* PROVIDED DATA *
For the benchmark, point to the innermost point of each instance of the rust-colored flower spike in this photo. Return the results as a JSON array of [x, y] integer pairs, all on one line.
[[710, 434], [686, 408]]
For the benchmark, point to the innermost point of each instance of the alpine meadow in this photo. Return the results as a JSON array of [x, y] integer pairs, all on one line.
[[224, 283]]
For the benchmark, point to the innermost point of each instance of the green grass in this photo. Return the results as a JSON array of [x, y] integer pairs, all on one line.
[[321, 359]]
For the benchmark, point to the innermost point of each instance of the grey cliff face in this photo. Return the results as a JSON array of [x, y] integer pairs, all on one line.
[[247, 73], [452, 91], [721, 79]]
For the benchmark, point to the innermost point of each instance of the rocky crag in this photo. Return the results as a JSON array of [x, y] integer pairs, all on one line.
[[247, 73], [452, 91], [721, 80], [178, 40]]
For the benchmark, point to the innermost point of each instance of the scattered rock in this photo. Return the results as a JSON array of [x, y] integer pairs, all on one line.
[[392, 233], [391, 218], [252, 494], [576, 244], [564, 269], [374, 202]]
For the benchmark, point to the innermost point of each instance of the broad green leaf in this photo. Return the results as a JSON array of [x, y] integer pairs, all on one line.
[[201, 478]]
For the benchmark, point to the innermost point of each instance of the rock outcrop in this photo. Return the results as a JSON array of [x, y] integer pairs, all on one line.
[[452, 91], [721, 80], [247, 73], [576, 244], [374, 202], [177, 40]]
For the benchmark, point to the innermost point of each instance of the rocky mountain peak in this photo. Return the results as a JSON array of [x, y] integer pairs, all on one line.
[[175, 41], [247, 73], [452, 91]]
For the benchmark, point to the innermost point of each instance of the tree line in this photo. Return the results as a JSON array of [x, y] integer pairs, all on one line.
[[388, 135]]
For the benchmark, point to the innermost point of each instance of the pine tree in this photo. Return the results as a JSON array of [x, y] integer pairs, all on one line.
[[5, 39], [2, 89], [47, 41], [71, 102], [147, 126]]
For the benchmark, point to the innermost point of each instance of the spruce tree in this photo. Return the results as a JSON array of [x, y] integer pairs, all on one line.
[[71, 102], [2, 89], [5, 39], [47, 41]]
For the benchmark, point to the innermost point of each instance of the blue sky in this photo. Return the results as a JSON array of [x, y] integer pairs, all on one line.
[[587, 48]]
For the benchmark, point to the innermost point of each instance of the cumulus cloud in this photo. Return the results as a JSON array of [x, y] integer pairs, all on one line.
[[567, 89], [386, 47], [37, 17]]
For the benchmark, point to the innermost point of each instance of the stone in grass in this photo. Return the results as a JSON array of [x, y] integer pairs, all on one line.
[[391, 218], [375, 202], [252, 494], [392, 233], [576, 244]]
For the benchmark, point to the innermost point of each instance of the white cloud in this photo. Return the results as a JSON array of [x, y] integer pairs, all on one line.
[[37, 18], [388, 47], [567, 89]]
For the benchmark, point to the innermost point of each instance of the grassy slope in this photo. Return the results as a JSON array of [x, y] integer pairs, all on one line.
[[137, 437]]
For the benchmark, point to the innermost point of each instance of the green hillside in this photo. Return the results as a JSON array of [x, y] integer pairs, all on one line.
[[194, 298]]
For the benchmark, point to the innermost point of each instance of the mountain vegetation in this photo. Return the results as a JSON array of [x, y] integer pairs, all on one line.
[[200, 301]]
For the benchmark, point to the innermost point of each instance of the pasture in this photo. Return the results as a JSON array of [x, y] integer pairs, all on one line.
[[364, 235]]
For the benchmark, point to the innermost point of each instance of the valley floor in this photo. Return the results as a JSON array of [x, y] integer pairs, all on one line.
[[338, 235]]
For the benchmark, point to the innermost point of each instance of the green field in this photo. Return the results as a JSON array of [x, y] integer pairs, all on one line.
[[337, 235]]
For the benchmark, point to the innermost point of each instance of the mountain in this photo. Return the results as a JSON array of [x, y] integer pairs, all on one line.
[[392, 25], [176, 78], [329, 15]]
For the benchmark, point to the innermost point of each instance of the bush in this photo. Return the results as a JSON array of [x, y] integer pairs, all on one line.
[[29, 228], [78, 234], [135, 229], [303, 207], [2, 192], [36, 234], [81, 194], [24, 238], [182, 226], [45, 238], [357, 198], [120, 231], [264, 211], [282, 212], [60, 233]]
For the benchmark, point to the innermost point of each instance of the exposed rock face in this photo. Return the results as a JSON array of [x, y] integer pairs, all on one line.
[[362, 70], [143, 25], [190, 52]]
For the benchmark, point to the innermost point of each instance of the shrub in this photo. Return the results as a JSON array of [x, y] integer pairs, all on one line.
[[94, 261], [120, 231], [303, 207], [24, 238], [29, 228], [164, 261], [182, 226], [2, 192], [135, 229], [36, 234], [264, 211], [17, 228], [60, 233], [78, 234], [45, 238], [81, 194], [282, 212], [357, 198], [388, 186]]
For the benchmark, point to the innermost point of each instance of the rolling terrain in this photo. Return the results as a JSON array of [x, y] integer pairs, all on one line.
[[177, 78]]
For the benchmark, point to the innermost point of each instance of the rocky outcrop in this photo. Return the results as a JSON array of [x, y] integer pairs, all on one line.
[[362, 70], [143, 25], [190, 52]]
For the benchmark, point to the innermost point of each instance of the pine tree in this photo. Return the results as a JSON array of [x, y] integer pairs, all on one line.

* EXERCISE GOAL *
Can you copy out the whole listing above word for word, keeping every line unchanged?

* EXERCISE OUTPUT *
For the benchmark, point to the innermost point of each instance of the rust-colored flower spike in this photo. Return the results as a JSON array of [x, y] integer pairs, all on one line.
[[710, 434], [686, 408]]
For the benchmark, point to the innermost point of each instance of the alpine meadow in this photo. Return the results as a JSON array of [x, y] integer pairs, all on one line.
[[224, 283]]
For the benchmark, point to the innermost point of each instance of the green grass in this photo. Return the results as a JSON array of [x, y] integer pairs, all on one line.
[[321, 359]]
For the benchmark, point to the innermost point of each instance of the grey cliff face in this photo. Return the results as a JSON array of [x, y] integer pairs, all on one line.
[[247, 73], [452, 91], [721, 79]]
For the benchmark, point to the innermost point of each instance of the rocky crag in this photo. Return the results as a JSON array of [x, y] integer pairs, all on one line.
[[247, 73], [452, 91], [721, 80], [178, 40]]
For the benchmark, point to the innermost point of each instance of the scattered rock in this photo. Return the results as a JSON array of [x, y] integer pairs, all on one line.
[[392, 233], [391, 218], [252, 494], [576, 244], [564, 269], [374, 202]]
For the benchmark, point to the innermost point of each instance of the broad green leaf in this photo. Return the results as a JSON array of [x, y] integer pairs, all on one line.
[[201, 478]]
For the benchmark, point to the innermost point of each instance of the rock outcrop in this photo. Return the results as a JSON array of [x, y] integer pairs, all on one line.
[[452, 91], [721, 80], [247, 73], [576, 244], [374, 202], [177, 40]]
For the benchmark, point to the innermost point of each instance of the rocky mountain peak in this photo. Return the results as a JSON array of [x, y] integer pairs, all on one line.
[[175, 41], [247, 73], [452, 91]]
For the benchmark, point to the innermost point of each instance of the tree line in this photo. Return the results as a JSON array of [x, y] integer pairs, all on one line.
[[388, 135]]
For the benchmark, point to the innermost point of each instance of the pine tree in this photo. Return the results as a JSON array of [x, y] integer pairs, all on one line.
[[5, 39], [2, 89], [47, 41], [71, 102], [147, 126]]
For the benchmark, point to the innermost point of each instance of the spruce tree in this photo. Return the results as a JSON array of [x, y] integer pairs, all on one line.
[[71, 102], [2, 89], [5, 39], [47, 41]]
For the benchmark, point to the innermost point of each instance of the blue sky in this photo. Return the results as a JSON array of [x, y] integer pairs, all on one line.
[[587, 48]]
For the benchmark, point to the innermost point of each instance of the cumulus cloud in this photo. Return the results as a JSON array of [x, y] integer pairs, all on one line.
[[567, 89], [386, 47], [37, 17]]
For the benchmark, point to the innermost point of each instance of the stone in grass in this photo. Return the results as a JSON array of [x, y] integer pairs, all on one line.
[[391, 218], [375, 202], [252, 494], [392, 233], [576, 244]]
For the benchmark, point to the innermost point of each instance of the white cloud in this photo. Return the results as a JSON array of [x, y] integer pairs, all on one line.
[[37, 18], [388, 47], [567, 89]]
For the benchmark, point to the innermost point of each instance of the grassy slope in this photo. Return the results as a JSON array of [x, y] integer pairs, all on one line.
[[137, 437]]
For the benchmark, point to the innermost point of each instance of the green hillside in this photo. Return the results as a JSON array of [x, y] integer pairs, all on one line.
[[194, 298]]
For the benchmark, point to the innermost point of each instance of the mountain vegetation in this photo. Return the results as a JSON array of [x, y] integer pairs, all on one line.
[[200, 301]]
For the benchmark, point to the innermost point of each instance of the pasture in this photo. Return the results as a JSON array of [x, y] integer pairs, all on one line.
[[364, 235]]
For the benchmark, point to the innermost point of each instance of the valley floor in this photo. Return the results as a JSON array of [x, y] integer pairs, all on one line.
[[338, 235]]
For the benchmark, point to the innermost point of each instance of the green field in this photo. Return the results as a JSON array of [x, y] integer pairs, all on one line.
[[337, 235]]
For the benchmark, point to the innermost point of each instance of the mountain in this photo. Return the results as a JSON array of [x, y] integer pairs, all on one line.
[[392, 25], [176, 78], [329, 15]]
For the benchmark, point to the innermost point of each instance of the bush in this photo. Return the results as a JSON array of [x, y] integer pairs, all on one line.
[[29, 228], [78, 234], [135, 229], [303, 207], [2, 192], [36, 234], [81, 194], [24, 238], [182, 226], [45, 238], [357, 198], [120, 231], [264, 211], [282, 212], [60, 233]]
For the benchmark, point to the innermost point of each instance of the exposed rock face in this photo. Return the results as a JSON array of [x, y] integer pairs, all on one line.
[[362, 70], [143, 25], [190, 52]]
For the benchmark, point to the innermost point of each instance of the shrub in this photo. Return the results as a JSON array of [x, y] integer pairs, all on one line.
[[94, 261], [120, 231], [303, 207], [24, 238], [29, 228], [164, 261], [182, 226], [2, 192], [135, 229], [36, 234], [264, 211], [17, 228], [60, 233], [78, 234], [45, 238], [81, 194], [282, 212], [357, 198], [388, 186]]
For the benchmark, point to the innermost point of each instance of the rolling terrain in this photo. Return the results as a JSON array of [x, y] integer pairs, all on one line.
[[177, 78]]
For the benchmark, point to the innermost point of each instance of the rocky outcrop in this photo. Return the results as a JSON array of [x, y] integer pairs, all on one line.
[[362, 70], [143, 25], [190, 52]]
For the benchmark, point to the innermost point of each instance of the pine tree in this photo. Return the results as a JSON array of [x, y] integer pairs, all on one line.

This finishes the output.